═════ PAGE EXCERPT
Defendant filed a motion to dismiss pursuant to Fed. R. Civ. P. 12(b) (1) claiming, inter alia, that (1) plaintiff's recitation of mailing addresses was insufficient to establish diversity jurisdiction under 28 U.S.C. § 1332. The district court agreed, and dismissed the complaint.
We review dismissals based on facial challenges, alleging that jurisdiction has not been successfully pleaded on the face of the complaint, de novo. Hotel and Restaurant Employees Union Local 217 v. J.P. Morgan Hotel, 996 F.2d 561, 564 (2d Cir. 1993). We agree with the district court that plaintiff did not properly allege facts to establish the parties' domiciles. We do not agree that outright dismissal was the proper approach in this case. The court should have apprised the pro se plaintiff of the defect in the complaint and given him an opportunity to correct the problem. Haines v. Kerner, 404 U.S. 519, 520 (1972) (per curiam) (pro se litigants entitled to some latitude); Platsky v. C.I.A., 953 F.2d 26, 28 (2d Cir. 1991) (holding that district court should have explained pleading defect to pro se plaintiff rather than simply dismissing improperly plead complaint). It may well be that plaintiff is, in fact, domiciled in Connecticut and if this is so diversity jurisdiction may exist. If this were the only basis for the dismissal, we would remand with instructions for the district court to give plaintiff an opportunity to amend the complaint to include his domicile.
══════════
*WHAT TO PRODUCE:*
Do the following statements agree with the court excerpt above? Answer yes or no for each, quoting the words of the excerpt that decide it. (a) The appeals court reviews dismissals based on facial challenges de novo. (b) The appeals court found that the plaintiff properly alleged facts establishing the parties' domiciles. (c) The appeals court considered outright dismissal the proper approach in this case.
═════ RECORDS PROVIDED
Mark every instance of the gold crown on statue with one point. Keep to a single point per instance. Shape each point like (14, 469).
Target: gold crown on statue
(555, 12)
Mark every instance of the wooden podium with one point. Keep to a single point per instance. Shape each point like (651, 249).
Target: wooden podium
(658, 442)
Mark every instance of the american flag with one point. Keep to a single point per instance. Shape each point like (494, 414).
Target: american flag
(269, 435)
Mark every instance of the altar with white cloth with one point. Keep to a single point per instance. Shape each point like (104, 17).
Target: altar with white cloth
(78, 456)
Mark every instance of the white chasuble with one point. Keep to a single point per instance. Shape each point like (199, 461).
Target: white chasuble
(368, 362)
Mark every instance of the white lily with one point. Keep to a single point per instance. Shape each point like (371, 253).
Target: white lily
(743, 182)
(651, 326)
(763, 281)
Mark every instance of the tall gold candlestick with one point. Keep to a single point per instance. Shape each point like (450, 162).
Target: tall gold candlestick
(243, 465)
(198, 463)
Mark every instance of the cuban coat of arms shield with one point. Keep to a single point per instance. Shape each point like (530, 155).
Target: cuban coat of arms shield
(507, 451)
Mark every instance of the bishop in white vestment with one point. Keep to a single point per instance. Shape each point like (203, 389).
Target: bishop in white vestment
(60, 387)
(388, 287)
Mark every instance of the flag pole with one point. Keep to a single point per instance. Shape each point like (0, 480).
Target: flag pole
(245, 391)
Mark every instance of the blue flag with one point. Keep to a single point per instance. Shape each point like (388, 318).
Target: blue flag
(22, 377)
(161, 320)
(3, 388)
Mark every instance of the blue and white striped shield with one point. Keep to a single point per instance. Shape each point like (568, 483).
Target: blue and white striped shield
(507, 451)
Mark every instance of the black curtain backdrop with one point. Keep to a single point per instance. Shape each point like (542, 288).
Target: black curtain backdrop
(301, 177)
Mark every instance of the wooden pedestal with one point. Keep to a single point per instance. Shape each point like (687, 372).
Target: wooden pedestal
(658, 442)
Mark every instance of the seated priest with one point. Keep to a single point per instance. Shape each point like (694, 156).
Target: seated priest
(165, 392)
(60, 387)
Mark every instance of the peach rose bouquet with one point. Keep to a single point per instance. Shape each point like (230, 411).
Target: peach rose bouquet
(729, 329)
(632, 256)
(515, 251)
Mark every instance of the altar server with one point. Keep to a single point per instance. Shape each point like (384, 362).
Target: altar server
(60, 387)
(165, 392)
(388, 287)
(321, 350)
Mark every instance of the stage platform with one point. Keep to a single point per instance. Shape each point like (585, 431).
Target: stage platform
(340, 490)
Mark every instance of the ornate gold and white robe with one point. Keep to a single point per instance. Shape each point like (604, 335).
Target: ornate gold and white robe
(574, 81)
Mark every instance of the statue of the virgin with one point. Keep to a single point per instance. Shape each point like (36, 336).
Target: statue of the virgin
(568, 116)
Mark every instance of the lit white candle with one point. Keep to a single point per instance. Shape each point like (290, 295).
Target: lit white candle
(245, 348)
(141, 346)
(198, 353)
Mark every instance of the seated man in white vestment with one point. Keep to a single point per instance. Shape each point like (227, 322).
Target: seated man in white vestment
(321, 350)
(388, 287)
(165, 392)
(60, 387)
══════════
═════ RECORDS PROVIDED
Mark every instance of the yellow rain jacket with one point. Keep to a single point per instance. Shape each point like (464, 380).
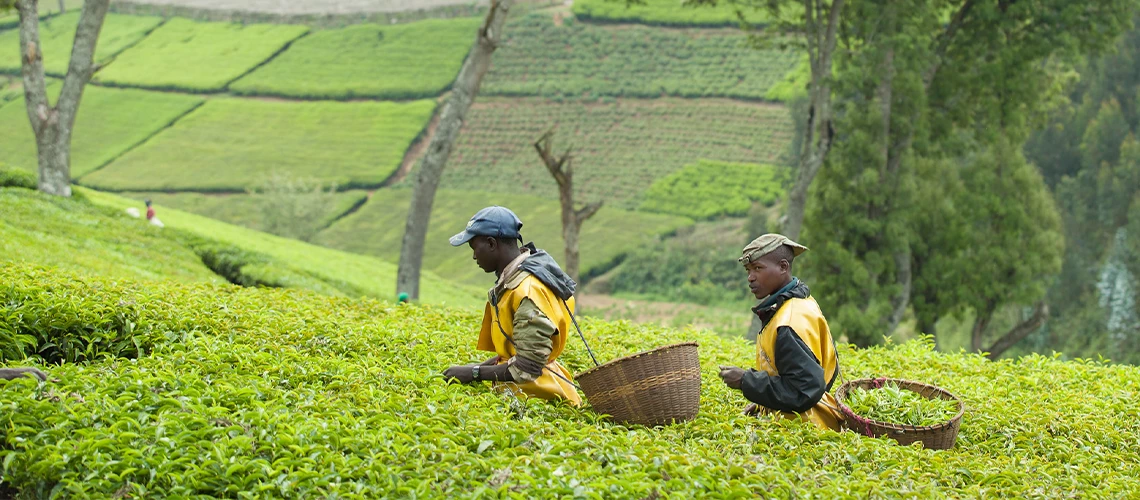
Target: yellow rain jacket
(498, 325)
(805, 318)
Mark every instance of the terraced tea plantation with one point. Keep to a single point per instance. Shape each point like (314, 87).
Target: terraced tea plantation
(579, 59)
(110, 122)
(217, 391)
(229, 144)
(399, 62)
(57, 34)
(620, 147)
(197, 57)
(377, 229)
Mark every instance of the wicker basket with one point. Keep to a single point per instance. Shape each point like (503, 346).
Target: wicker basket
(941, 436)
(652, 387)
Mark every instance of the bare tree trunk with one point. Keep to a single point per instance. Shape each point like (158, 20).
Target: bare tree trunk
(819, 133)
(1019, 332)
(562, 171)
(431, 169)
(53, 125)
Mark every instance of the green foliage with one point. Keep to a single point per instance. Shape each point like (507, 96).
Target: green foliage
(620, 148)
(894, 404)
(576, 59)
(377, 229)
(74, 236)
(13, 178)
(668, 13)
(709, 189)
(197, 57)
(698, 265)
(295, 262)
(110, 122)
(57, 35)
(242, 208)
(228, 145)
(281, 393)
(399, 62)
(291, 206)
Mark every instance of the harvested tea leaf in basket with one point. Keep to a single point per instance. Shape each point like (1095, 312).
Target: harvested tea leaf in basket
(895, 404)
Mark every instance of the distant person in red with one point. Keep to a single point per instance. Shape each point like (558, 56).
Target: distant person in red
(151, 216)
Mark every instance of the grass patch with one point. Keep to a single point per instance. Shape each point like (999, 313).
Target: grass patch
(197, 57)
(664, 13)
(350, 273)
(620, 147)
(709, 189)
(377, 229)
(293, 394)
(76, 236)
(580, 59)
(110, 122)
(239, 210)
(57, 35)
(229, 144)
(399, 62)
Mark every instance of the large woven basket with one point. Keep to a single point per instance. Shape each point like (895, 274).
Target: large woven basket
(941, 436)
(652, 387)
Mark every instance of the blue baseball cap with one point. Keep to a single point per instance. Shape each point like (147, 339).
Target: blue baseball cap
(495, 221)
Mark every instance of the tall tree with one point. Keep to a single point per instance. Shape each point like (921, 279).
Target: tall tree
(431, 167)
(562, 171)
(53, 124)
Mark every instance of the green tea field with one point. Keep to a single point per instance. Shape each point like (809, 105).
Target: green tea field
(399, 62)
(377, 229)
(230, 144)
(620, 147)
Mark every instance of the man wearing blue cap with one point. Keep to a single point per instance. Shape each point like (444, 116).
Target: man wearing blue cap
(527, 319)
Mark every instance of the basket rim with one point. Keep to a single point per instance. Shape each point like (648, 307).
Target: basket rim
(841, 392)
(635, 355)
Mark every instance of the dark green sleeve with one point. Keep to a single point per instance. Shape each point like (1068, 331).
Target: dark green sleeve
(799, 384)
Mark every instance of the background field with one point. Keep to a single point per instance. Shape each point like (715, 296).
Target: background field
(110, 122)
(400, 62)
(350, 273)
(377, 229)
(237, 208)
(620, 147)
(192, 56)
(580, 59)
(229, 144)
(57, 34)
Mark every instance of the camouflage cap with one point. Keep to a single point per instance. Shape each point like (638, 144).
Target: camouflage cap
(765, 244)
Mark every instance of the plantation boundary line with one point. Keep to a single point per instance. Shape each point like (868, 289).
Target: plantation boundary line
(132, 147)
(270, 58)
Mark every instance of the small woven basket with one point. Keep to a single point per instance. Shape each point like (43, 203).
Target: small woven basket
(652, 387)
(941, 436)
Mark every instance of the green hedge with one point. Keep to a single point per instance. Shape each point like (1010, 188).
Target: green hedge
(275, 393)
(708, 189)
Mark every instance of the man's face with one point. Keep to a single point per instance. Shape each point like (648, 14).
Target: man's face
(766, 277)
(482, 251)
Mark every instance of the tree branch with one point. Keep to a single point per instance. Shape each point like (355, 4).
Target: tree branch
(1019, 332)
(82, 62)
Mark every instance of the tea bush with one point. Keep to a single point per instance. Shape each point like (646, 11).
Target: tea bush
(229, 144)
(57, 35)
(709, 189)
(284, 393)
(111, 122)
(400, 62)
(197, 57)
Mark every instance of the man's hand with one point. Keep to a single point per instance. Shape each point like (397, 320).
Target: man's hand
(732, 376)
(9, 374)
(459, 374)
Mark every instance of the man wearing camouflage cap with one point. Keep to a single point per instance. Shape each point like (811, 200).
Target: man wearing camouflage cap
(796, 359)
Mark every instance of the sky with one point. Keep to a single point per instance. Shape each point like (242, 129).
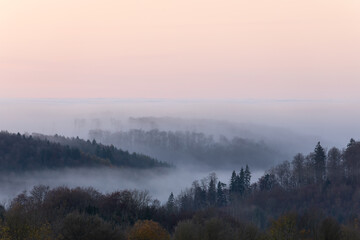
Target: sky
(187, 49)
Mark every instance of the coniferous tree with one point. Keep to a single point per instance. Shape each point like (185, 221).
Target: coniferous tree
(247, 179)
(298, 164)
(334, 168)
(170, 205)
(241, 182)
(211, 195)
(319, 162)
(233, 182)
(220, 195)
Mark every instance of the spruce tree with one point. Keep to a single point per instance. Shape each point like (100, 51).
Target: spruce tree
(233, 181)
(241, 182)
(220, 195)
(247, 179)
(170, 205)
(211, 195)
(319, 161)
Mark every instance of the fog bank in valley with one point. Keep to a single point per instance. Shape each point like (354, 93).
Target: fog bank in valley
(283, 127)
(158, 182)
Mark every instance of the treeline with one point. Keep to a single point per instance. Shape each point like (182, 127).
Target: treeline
══════════
*TASK RESULT:*
(a) Yes: "We review dismissals based on facial challenges, alleging that jurisdiction has not been successfully pleaded on the face of the complaint, de novo."
(b) No: "We agree with the district court that plaintiff did not properly allege facts to establish the parties' domiciles."
(c) No: "We do not agree that outright dismissal was the proper approach in this case."